■ What is being asked ■
Reproduce exactly the lines from the one containing "Please mark the door panel" through the end of the listing, minus the pictures.

■ Supplied material ■
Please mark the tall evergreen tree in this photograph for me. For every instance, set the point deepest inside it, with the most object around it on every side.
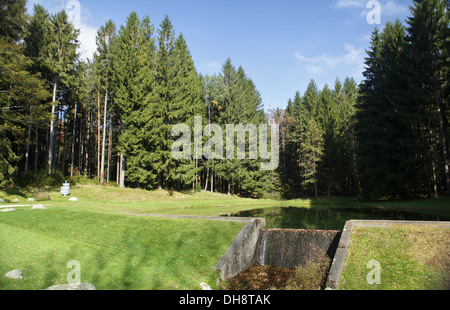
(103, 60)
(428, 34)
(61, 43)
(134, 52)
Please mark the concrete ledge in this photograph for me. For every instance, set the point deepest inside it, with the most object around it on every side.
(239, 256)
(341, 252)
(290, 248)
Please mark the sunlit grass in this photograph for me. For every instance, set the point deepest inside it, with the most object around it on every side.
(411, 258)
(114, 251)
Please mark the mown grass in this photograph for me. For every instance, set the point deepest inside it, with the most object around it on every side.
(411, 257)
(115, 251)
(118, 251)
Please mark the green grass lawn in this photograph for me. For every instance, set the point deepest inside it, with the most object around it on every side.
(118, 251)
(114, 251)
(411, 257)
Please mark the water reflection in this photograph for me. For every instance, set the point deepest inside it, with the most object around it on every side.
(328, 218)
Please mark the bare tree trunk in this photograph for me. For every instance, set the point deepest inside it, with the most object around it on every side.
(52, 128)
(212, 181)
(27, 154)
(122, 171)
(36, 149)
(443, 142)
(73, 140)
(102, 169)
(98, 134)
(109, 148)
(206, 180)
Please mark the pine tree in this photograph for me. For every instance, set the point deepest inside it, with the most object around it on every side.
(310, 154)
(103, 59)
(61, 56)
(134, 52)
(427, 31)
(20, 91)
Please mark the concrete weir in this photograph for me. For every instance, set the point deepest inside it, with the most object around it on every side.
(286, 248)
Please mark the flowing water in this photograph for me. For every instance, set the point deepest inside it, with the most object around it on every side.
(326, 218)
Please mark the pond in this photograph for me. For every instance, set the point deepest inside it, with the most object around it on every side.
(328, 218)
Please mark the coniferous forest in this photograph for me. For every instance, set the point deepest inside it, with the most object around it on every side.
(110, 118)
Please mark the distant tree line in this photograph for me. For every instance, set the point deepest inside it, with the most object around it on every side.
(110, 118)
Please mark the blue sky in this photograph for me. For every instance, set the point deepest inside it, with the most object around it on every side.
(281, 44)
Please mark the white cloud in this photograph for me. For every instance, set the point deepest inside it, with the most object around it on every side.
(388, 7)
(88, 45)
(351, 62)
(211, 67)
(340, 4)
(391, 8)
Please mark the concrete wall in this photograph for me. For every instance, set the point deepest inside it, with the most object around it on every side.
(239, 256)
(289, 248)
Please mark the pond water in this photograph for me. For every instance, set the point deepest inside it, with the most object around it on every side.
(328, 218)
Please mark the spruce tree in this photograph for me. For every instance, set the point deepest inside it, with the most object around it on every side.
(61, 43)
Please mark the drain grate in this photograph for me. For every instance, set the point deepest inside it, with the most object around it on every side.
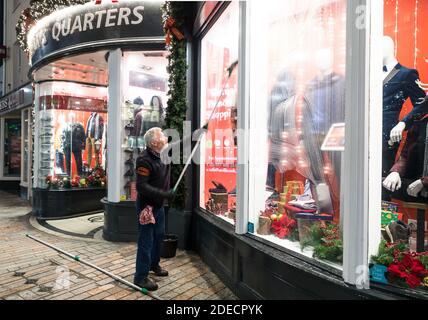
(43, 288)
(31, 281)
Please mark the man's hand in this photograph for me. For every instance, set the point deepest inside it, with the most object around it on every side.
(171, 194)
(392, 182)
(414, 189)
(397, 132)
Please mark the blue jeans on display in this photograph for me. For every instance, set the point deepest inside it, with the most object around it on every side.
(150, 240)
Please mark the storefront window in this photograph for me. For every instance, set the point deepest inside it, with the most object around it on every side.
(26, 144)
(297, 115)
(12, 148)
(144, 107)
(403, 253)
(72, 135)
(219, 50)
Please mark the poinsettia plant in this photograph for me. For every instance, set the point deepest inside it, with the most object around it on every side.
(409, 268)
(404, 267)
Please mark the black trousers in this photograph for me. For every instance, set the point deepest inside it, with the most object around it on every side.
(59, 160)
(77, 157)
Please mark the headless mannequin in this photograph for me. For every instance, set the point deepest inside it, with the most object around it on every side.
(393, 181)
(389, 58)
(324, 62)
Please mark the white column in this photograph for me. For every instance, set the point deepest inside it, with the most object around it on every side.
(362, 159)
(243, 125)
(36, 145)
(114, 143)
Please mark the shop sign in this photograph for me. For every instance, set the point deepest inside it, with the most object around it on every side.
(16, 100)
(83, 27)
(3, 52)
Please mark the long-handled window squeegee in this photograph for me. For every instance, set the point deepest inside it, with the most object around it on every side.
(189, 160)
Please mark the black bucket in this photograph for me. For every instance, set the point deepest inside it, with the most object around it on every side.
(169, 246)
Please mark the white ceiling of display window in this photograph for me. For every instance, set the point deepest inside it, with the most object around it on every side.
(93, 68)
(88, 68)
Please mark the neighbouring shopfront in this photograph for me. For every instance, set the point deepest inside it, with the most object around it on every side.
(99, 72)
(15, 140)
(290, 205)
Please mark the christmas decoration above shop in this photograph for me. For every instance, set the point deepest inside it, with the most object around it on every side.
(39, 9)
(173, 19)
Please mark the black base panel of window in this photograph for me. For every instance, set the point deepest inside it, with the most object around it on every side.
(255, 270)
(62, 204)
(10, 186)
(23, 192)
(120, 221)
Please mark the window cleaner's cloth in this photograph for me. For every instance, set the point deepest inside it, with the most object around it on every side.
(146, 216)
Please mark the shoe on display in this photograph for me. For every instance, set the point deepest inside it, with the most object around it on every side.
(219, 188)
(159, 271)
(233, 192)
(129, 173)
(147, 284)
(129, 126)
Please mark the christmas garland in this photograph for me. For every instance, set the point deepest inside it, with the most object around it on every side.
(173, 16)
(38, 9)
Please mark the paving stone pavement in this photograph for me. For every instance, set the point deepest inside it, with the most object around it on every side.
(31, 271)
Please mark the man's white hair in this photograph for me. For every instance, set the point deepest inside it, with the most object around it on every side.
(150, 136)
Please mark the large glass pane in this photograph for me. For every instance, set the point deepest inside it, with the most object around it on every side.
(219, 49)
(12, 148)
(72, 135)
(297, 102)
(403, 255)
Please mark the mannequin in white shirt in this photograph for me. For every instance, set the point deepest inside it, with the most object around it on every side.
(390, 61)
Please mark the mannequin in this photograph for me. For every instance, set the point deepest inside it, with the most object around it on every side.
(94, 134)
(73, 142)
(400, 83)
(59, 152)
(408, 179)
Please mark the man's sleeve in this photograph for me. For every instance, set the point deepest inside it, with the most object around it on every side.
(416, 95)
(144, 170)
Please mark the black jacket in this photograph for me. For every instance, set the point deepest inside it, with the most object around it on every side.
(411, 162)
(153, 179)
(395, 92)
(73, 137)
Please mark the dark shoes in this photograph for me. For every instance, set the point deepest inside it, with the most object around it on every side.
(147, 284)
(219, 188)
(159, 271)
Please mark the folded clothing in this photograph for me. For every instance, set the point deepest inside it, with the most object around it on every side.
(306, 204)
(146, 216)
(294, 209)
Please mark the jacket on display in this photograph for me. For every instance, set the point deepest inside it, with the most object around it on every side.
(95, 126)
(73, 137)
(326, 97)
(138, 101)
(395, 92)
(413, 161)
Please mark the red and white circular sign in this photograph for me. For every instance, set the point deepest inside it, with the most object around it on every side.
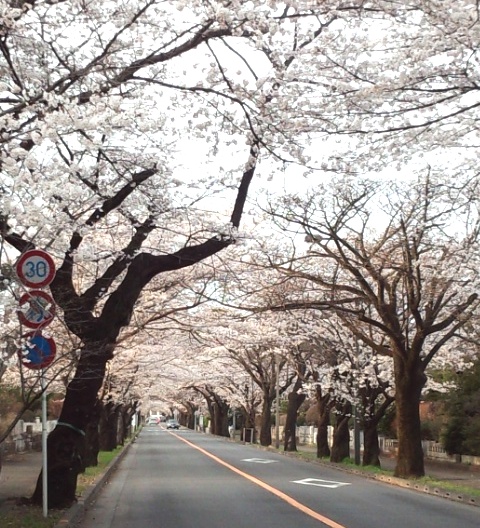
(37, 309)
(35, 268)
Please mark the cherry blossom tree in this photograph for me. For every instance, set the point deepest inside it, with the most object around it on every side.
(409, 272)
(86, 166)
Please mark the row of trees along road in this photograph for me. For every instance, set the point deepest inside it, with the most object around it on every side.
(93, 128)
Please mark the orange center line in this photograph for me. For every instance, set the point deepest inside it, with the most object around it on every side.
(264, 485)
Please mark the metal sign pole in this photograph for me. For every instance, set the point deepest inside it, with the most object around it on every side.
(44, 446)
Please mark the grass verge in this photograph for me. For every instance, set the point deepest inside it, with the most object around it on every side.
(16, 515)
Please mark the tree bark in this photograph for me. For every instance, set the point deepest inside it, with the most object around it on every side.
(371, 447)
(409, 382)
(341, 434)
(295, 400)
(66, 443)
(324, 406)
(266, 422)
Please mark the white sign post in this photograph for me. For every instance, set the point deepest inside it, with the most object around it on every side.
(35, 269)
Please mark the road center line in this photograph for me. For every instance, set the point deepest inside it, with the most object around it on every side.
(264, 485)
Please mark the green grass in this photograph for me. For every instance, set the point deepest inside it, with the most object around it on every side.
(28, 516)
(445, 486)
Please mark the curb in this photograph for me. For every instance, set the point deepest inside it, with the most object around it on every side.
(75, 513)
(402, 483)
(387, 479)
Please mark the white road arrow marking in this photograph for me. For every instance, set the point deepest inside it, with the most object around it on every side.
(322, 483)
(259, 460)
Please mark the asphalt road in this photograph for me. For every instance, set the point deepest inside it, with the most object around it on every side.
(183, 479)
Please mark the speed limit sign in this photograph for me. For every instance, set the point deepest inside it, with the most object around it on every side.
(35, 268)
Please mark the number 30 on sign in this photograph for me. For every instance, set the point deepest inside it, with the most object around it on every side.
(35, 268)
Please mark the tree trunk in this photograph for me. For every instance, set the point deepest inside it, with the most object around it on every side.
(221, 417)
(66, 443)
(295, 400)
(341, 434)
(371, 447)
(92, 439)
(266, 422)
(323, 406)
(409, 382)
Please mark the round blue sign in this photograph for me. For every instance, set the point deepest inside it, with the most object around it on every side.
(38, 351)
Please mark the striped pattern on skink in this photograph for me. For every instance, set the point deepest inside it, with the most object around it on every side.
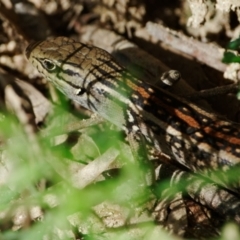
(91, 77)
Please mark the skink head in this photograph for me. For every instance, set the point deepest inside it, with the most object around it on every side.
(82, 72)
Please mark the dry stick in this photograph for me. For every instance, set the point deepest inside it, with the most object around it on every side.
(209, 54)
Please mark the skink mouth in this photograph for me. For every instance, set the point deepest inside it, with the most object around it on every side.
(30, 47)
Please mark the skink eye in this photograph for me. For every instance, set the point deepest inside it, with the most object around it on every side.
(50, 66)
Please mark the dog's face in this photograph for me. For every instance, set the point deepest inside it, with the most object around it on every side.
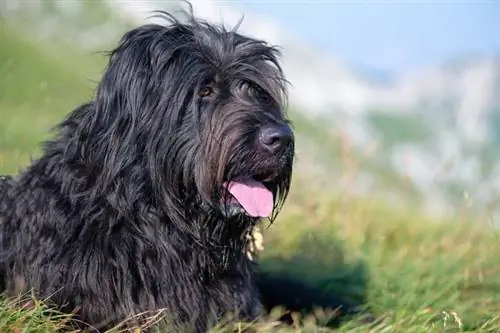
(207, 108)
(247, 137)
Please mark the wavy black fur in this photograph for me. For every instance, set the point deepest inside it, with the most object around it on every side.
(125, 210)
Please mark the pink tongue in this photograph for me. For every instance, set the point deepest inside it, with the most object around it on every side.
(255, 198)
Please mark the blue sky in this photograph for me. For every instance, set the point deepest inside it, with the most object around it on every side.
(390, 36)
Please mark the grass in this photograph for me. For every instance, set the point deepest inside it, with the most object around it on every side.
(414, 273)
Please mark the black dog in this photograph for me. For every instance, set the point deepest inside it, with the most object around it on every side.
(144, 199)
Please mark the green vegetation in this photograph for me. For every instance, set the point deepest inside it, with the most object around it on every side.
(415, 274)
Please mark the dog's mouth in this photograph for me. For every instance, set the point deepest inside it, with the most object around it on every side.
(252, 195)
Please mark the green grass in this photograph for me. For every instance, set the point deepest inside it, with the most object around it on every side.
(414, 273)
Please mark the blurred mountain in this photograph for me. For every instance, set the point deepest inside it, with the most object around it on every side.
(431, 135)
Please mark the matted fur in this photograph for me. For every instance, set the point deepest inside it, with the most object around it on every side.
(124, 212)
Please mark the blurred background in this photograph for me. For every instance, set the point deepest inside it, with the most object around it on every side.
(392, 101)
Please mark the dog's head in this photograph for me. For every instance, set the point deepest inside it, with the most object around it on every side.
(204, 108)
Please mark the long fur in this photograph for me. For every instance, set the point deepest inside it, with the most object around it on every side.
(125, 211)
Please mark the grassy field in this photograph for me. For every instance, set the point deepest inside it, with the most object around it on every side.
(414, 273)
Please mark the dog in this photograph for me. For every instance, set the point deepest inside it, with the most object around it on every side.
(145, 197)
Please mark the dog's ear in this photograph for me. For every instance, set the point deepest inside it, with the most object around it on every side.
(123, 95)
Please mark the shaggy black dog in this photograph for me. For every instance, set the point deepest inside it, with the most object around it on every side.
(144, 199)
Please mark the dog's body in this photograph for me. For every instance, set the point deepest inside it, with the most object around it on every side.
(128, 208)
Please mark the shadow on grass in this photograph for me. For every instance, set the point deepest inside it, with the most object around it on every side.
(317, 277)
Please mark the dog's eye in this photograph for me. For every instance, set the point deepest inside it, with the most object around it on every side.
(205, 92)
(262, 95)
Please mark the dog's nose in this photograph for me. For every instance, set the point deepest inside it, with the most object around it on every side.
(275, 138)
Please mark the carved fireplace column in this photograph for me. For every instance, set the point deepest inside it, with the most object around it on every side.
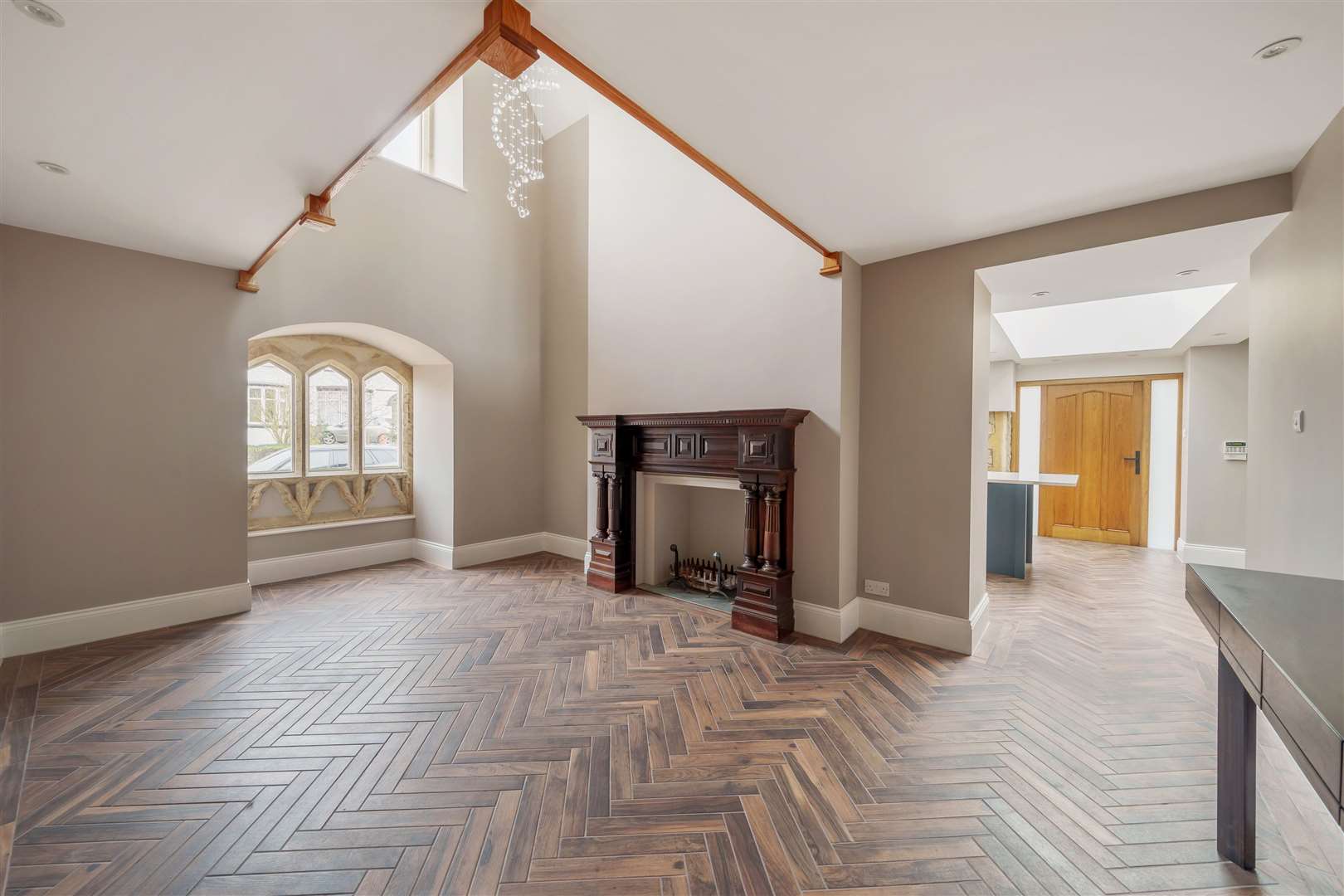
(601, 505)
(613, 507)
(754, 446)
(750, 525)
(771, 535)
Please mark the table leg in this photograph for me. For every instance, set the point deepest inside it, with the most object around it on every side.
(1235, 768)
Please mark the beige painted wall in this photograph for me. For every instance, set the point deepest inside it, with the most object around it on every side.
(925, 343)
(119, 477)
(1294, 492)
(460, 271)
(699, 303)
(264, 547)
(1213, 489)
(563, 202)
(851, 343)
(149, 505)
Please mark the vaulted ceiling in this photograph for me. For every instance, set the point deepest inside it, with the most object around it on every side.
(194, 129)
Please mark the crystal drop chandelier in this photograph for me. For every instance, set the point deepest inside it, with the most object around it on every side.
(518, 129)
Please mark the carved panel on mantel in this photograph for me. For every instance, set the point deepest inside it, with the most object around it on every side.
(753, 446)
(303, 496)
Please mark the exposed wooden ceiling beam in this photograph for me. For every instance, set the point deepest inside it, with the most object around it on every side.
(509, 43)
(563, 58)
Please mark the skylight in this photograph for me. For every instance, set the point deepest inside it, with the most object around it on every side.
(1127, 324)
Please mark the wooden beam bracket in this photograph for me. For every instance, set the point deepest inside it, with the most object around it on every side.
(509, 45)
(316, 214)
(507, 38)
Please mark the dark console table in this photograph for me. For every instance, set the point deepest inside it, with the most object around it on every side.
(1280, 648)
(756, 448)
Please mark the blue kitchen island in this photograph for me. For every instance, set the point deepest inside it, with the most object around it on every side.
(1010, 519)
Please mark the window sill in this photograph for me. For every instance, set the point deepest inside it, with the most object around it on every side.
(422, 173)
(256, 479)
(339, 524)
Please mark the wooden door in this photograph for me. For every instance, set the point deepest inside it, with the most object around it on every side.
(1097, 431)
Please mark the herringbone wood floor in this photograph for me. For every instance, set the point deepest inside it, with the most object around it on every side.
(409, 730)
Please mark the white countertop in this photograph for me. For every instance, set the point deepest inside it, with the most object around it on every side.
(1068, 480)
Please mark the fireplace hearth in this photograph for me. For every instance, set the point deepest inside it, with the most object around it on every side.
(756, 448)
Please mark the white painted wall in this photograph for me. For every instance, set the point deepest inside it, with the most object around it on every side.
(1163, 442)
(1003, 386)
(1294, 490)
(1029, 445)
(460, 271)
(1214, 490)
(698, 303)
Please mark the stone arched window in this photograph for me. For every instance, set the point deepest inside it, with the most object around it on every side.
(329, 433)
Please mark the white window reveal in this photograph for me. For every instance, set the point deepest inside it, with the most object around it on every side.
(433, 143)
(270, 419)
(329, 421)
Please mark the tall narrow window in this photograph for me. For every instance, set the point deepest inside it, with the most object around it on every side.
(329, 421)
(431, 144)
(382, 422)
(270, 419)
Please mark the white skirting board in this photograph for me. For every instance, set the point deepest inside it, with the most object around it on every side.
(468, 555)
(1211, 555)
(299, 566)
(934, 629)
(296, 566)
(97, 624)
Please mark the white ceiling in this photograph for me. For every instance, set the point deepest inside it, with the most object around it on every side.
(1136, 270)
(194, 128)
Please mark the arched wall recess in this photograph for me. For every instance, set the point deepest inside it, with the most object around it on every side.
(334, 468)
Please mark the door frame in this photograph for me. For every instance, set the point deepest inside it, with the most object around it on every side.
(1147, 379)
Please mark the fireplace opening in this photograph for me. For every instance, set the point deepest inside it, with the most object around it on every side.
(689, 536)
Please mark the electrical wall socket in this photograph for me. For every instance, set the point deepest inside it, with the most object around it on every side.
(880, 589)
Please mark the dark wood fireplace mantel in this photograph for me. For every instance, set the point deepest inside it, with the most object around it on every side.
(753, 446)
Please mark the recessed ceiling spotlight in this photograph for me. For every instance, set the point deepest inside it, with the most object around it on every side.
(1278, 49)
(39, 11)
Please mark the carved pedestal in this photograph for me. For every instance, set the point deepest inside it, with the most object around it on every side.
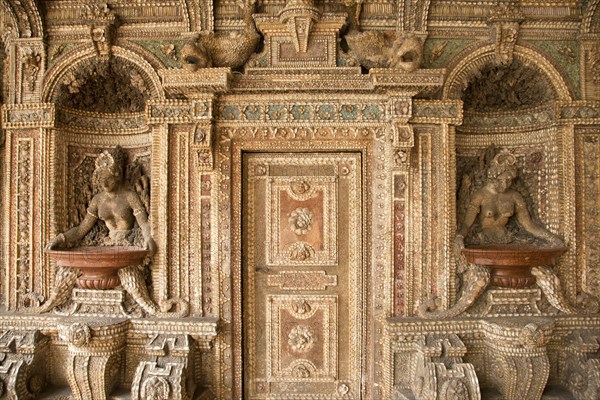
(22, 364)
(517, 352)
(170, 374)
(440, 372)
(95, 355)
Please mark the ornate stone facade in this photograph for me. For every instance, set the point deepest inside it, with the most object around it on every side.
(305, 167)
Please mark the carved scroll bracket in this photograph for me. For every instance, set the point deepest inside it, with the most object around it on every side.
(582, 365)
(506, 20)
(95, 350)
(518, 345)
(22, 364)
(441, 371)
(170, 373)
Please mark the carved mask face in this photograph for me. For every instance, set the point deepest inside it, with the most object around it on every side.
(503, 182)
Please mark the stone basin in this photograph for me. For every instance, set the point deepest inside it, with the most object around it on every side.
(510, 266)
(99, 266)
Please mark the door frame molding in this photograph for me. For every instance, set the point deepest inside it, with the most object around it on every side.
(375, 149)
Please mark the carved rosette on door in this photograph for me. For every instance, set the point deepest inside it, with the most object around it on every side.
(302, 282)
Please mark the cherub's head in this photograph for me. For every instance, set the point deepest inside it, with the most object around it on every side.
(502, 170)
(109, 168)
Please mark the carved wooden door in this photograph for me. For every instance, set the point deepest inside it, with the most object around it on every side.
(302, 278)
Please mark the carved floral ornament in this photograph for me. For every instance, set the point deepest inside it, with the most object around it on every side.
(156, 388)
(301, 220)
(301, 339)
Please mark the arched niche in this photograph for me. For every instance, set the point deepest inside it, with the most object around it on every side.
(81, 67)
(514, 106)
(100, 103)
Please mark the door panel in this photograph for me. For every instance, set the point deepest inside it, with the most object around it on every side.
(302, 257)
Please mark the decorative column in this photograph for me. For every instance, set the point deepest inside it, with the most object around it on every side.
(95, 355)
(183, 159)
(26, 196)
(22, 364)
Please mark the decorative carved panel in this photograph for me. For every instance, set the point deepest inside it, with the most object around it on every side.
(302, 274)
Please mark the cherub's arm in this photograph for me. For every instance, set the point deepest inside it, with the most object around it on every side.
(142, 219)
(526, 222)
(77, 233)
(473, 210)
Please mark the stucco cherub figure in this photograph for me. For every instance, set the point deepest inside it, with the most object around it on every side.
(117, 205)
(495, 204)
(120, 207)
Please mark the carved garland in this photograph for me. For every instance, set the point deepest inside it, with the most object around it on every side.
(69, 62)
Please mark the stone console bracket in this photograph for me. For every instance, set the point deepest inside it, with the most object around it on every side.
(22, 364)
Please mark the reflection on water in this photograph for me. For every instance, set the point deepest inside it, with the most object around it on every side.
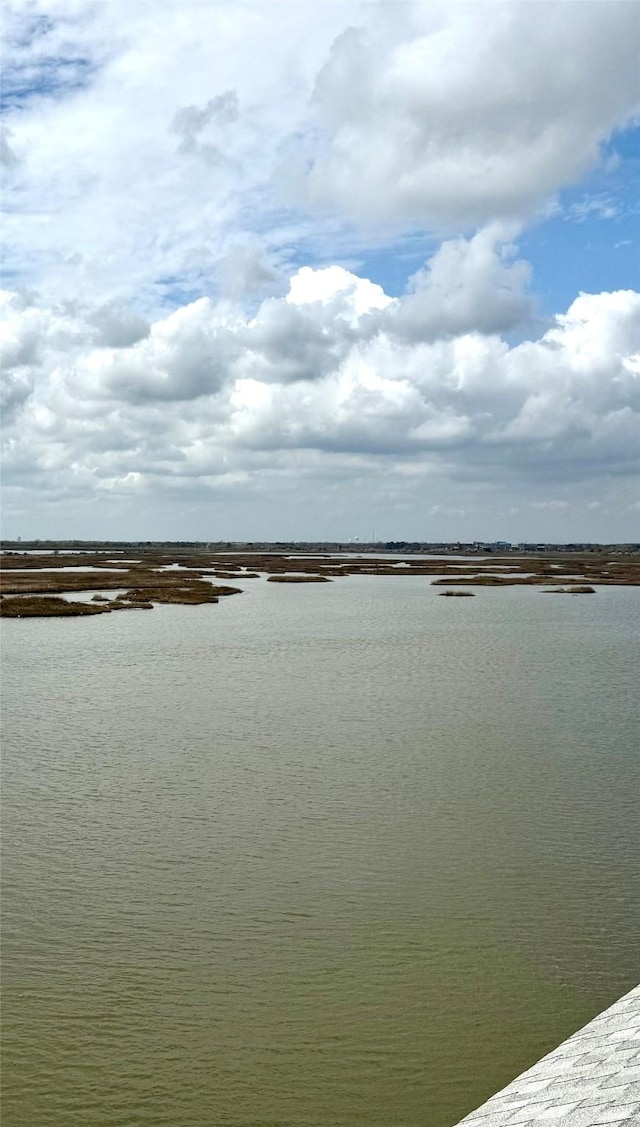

■ Task answer ■
Please mark the door panel in this photograph for me. For every instance, set the point deepest inside it, with the most object around it on every side.
(302, 257)
Please mark the decorative column in this photograph for me. For every instance, set the point deepest inside it, with the most object around it on every side.
(95, 355)
(183, 159)
(26, 196)
(22, 364)
Please mark the decorative carved panel in this photograph for me. For every instance, set the point deepest inside it, with the most object around it on every side.
(302, 274)
Please mark the cherub's arm in this photograph for me. For every instance, set the point deepest inside it, with the most object around it on every side.
(142, 219)
(526, 222)
(77, 233)
(473, 210)
Please mark the stucco cherub figure in this photograph for me. For every instance, set the point deepest inside it, with the most object around it on every side.
(117, 205)
(495, 204)
(120, 207)
Please mark the carved garland in this photograph for me. For every instance, set the point deepest inside it, with the most object around it on every side.
(69, 62)
Please mark the stone console bracket in this photograph for me. For every instance, set the point deepest inside it, with the most object around it on every side.
(22, 364)
Please mark the reflection on water in this photograph for me. For every instance, set the point deepest inside it, with the most object around it on every side.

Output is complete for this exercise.